What you should do: Lay out everything from the start of the records down to the line containing "56L147 55L144 55L143" as a two-column CSV headed instruction and outline, with one row for each thing asked. Put its wording and its answer each in a single quoted field, with line breaks turned into spaces.

Given data:
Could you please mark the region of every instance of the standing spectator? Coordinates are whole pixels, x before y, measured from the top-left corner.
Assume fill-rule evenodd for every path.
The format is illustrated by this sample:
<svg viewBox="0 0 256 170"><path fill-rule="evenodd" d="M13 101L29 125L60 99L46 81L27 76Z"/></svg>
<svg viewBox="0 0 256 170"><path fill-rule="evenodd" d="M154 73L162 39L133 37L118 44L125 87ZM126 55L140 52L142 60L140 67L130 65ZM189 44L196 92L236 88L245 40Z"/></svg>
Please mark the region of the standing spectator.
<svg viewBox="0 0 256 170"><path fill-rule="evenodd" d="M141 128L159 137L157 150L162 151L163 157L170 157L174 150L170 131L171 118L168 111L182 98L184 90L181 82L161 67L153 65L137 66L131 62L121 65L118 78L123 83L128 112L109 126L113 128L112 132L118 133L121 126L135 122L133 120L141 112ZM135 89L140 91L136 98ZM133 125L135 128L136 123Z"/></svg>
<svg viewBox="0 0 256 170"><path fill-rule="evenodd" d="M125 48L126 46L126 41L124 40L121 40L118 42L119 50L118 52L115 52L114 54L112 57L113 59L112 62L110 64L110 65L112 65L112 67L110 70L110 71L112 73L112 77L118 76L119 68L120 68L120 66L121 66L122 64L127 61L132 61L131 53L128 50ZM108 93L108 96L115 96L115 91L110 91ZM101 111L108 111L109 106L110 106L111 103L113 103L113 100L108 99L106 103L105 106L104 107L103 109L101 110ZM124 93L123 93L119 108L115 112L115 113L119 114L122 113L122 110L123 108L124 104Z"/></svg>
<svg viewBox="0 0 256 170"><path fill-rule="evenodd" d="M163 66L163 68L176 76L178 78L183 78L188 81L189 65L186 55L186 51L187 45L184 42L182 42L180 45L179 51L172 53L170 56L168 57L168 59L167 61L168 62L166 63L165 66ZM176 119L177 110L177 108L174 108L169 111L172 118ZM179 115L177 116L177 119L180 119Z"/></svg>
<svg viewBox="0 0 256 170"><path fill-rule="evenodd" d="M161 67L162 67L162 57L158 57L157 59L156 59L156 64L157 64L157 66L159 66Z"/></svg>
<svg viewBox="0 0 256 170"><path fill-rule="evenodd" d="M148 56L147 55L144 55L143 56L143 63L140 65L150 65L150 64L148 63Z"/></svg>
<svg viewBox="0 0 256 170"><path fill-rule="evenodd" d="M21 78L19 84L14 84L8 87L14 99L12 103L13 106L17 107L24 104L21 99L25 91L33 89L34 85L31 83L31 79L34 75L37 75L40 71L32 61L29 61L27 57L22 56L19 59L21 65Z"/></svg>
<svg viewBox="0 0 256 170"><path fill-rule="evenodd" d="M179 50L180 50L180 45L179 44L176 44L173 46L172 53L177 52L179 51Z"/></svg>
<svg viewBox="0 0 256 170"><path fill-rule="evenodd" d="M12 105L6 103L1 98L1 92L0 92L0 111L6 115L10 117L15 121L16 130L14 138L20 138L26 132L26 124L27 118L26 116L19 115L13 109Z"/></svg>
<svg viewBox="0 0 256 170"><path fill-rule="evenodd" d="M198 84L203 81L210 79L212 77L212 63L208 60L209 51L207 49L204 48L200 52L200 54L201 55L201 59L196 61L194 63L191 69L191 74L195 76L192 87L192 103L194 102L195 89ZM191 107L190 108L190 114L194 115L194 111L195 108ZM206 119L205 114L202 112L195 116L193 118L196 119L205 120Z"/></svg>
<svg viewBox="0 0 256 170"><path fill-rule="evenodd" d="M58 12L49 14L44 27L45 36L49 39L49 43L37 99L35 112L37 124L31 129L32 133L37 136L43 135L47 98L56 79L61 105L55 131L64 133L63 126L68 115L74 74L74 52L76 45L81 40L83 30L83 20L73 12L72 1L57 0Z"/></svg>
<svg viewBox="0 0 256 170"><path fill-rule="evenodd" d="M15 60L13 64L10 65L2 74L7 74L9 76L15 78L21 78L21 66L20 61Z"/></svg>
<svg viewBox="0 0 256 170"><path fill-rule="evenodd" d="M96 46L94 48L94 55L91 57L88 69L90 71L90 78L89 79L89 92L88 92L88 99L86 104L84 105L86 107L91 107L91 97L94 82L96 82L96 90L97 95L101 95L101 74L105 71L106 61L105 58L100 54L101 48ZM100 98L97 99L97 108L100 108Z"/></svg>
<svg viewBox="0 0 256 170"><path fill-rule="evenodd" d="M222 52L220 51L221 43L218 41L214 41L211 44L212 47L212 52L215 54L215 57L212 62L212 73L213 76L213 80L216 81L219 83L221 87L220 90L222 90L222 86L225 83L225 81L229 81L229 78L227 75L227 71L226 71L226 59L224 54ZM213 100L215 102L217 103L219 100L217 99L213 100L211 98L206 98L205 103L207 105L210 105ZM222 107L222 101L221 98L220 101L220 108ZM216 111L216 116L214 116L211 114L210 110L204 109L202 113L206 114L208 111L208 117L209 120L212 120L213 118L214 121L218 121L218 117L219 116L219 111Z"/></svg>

Answer to the problem:
instruction,outline
"Could you please mark the region of every instance of the standing spectator? Coordinates are whole pixels, x before y, measured from the top-left corner. Assume fill-rule evenodd for every path. The format is illustrated by this sample: <svg viewBox=""0 0 256 170""><path fill-rule=""evenodd"" d=""M13 101L29 125L60 99L46 81L27 76Z""/></svg> <svg viewBox=""0 0 256 170""><path fill-rule=""evenodd"" d=""M154 73L162 39L133 37L118 44L125 87ZM126 55L140 52L142 60L140 67L130 65ZM189 44L196 92L236 88L245 40Z""/></svg> Please mark the region of the standing spectator.","<svg viewBox=""0 0 256 170""><path fill-rule=""evenodd"" d=""M141 128L159 137L157 150L162 151L163 157L170 157L174 150L170 131L171 118L168 111L182 98L184 90L181 82L161 67L153 65L137 66L131 62L121 65L118 78L123 83L128 112L109 126L113 128L112 132L118 133L121 126L135 122L133 120L141 112ZM135 89L140 91L136 98ZM133 125L135 128L136 123Z""/></svg> <svg viewBox=""0 0 256 170""><path fill-rule=""evenodd"" d=""M125 48L126 46L126 41L124 40L121 40L118 42L119 50L118 52L115 52L114 54L112 57L113 59L112 62L110 64L110 65L112 65L112 67L110 70L110 71L112 73L112 77L118 76L119 68L120 68L120 66L121 66L122 64L127 61L132 61L131 53L128 50ZM108 93L108 96L115 96L115 91L110 91ZM101 111L108 111L109 106L110 106L111 103L113 103L113 100L108 99L106 103L105 106L104 107L103 109L101 110ZM124 93L123 93L119 108L115 112L115 113L119 114L122 113L122 110L123 108L124 104Z""/></svg> <svg viewBox=""0 0 256 170""><path fill-rule=""evenodd"" d=""M163 66L163 68L176 76L178 78L183 78L188 81L189 65L186 55L186 51L187 45L184 42L182 42L180 45L179 51L172 53L170 56L168 57L168 59L167 61L168 62L166 63L165 66ZM176 119L177 110L177 108L174 108L169 111L172 118ZM179 115L177 116L177 119L180 119Z""/></svg> <svg viewBox=""0 0 256 170""><path fill-rule=""evenodd"" d=""M161 67L162 67L162 57L158 57L157 59L156 59L156 64L157 64L157 66L159 66Z""/></svg> <svg viewBox=""0 0 256 170""><path fill-rule=""evenodd"" d=""M148 56L147 55L144 55L143 56L143 63L140 65L150 65L150 64L148 63Z""/></svg>"